#### Fragment dokumentu
Żyrardowianka awansowała na 10 pozycję w tabeli. Mazur wciąż bez zwycięstwa od 5 pażdziernika.
Żyrardowianka Żyrardów – Mazur Karczew 3:1 (1:0)
Niezwykle ciekawe spotkanie odbyło się w Warszawie, gdzie piłkarze lidera spotkali się z Pilicą Białobrzegi. Początek meczu bez niespodzianki. Nowy nabytek zespołu Michał Bajdur dał gospodarzom prowadzenie już w 8 minucie.
########
#### Dostarczone dane
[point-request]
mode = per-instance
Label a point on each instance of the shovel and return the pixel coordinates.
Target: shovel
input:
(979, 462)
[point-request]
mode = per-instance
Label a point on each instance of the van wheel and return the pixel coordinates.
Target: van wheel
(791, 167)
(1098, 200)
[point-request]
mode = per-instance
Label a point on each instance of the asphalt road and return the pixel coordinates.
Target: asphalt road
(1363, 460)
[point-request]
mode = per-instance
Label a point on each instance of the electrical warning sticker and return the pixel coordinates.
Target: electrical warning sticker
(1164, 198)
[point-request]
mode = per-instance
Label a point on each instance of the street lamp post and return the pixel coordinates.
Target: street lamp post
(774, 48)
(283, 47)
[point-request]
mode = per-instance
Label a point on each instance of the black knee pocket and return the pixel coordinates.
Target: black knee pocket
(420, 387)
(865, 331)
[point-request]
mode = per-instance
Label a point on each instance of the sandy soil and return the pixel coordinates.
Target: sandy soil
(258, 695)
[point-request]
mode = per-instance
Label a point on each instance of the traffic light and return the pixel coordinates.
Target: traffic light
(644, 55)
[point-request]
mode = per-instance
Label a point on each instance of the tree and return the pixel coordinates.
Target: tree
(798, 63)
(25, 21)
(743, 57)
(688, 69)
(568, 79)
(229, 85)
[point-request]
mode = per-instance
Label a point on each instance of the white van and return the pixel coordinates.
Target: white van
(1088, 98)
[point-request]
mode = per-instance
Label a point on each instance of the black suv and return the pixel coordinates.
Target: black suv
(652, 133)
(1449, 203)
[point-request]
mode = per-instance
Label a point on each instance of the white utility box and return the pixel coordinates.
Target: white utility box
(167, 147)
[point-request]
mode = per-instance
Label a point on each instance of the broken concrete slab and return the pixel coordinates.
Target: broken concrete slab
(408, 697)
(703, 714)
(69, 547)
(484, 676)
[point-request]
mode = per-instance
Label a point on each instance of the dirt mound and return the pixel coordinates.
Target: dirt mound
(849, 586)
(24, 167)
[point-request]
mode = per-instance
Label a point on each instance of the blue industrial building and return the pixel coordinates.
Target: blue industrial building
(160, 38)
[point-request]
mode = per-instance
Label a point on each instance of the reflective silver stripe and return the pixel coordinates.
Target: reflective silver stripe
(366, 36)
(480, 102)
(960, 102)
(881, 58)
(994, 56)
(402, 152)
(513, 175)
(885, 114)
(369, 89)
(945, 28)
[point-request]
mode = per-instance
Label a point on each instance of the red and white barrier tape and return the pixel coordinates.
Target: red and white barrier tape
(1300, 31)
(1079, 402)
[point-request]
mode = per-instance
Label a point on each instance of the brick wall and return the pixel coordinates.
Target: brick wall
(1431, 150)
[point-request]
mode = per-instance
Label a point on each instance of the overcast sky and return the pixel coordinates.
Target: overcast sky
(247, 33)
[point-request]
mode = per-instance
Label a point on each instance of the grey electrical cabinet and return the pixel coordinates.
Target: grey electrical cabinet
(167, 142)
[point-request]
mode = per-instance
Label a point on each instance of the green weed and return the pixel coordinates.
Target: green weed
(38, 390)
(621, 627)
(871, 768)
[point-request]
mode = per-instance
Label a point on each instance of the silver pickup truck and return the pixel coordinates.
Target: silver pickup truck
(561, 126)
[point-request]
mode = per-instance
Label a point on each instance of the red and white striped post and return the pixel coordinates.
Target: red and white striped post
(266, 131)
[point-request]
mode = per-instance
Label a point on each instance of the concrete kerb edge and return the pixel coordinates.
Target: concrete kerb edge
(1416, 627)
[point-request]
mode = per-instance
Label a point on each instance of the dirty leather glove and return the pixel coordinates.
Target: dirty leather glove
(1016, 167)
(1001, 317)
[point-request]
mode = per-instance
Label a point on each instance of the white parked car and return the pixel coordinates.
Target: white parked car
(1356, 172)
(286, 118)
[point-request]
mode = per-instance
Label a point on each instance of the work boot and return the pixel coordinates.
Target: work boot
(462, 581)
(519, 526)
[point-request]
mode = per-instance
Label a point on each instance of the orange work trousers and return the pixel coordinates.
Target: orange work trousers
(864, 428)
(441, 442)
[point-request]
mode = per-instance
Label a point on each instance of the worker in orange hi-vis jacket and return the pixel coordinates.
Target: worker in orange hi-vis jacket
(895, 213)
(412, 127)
########
Zestaw zadań>
A. Przetłumacz na angielski zdanie z fragmentu dokumentu o meczach piłkarskich: „Żyrardowianka awansowała na 10 pozycję w tabeli.”
B. Oceń, czy każde z poniższych stwierdzeń jest zgodne z fragmentem dokumentu o meczach piłkarskich. Przy każdym odpowiedz „tak” lub „nie” i przytocz dosłownie rozstrzygające słowa tekstu.
(i) Mazur Karczew wygrał mecz z Żyrardowianką.
(ii) Spotkanie z Pilicą Białobrzegi odbyło się w Warszawie.
(iii) Michał Bajdur zdobył bramkę dla gospodarzy w 8 minucie.
C. Napisz dalszy ciąg fragmentu dokumentu o meczach piłkarskich, zaczynając od miejsca, w którym tekst się urywa.

Odpowiedzi po kolei>
A. Żyrardowianka moved up to 10th place in the table.

B.
(i) Nie: „Mazur wciąż bez zwycięstwa”.
(ii) Tak: „Niezwykle ciekawe spotkanie odbyło się w Warszawie”.
(iii) Tak: „Michał Bajdur dał gospodarzom prowadzenie już w 8 minucie.”

C.
Wyśmienitą szansę na wyrównanie w 14 minucie miał Jacek Moryc, ale nie wykorzystał on rzutu karnego. Skaba wyczuł intencje zawodnika. Legia grała jednak w osłabieniu bowiem za faul w „szesnastce” z boiska wyleciał Mateusz Zawala. Gracze beniaminka nie potrafili jednak przeciwstawić się silnej Legii, co więcej w 24 minucie stracili gola numer dwa. W protokole sędziowskim zapisał się Michał Efir. Pilica złapał kontakt tuż po przerwie. W 51 minucie wynik meczu ustalił Bartłomiej Czarnecki. Legia wygrywa swój 9 mecz z rzędu i pewnie maszeruje po awans do baraży, a kolejno do II ligi.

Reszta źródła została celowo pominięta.